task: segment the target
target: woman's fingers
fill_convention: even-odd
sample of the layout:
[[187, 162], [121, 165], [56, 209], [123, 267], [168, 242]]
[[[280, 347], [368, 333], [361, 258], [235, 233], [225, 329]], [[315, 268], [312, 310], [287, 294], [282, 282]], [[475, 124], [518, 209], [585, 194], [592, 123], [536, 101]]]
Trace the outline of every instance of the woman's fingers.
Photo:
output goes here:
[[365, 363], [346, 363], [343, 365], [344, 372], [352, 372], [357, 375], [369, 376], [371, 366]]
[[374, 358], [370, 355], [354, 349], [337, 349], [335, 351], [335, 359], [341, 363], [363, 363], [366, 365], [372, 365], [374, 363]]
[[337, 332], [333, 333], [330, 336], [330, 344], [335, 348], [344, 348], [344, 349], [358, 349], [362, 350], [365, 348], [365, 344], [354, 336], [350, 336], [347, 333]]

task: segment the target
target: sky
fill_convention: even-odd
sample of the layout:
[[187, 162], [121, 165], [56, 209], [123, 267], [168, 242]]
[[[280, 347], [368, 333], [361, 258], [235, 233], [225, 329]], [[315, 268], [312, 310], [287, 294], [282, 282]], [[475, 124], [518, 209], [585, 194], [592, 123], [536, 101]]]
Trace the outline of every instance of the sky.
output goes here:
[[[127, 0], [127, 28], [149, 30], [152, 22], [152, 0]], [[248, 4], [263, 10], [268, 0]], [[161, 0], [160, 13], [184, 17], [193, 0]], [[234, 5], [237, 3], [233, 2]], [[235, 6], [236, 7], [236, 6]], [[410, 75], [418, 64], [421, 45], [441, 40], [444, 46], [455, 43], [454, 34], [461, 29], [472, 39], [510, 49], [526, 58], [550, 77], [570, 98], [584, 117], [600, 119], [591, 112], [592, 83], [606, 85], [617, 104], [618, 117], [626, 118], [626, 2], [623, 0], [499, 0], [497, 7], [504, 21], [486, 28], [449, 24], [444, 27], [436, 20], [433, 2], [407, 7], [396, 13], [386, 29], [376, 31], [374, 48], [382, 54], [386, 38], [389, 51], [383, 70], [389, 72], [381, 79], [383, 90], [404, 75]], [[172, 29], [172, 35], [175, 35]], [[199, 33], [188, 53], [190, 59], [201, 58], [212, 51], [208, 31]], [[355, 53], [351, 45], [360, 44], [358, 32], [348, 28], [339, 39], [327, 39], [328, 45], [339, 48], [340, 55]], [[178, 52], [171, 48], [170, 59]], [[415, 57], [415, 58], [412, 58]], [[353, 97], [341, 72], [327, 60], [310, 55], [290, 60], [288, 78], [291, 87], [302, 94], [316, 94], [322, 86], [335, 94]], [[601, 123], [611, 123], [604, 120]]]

- TO BE DONE
Copy the records word for word, starting at their first line and ending at the line that contains "336], [347, 333]]", with both of those lines included.

- CORRECT ANSWER
task: segment the target
target: woman's fingers
fill_convention: even-odd
sample of the layout:
[[187, 162], [121, 165], [56, 209], [123, 267], [168, 242]]
[[[280, 347], [368, 333], [361, 258], [235, 233], [225, 329]], [[315, 268], [312, 310], [287, 294], [282, 282]], [[475, 124], [518, 209], [585, 194], [592, 123], [536, 101]]]
Trace the outline of every instance of the woman's fingers.
Photo:
output goes here:
[[365, 363], [346, 363], [343, 365], [344, 372], [352, 372], [357, 375], [369, 376], [371, 366]]
[[374, 358], [370, 355], [354, 349], [337, 349], [335, 351], [335, 359], [341, 363], [363, 363], [366, 365], [372, 365], [374, 363]]
[[337, 332], [333, 333], [330, 336], [330, 344], [335, 348], [344, 348], [344, 349], [358, 349], [362, 350], [365, 348], [365, 344], [354, 336], [350, 336], [347, 333]]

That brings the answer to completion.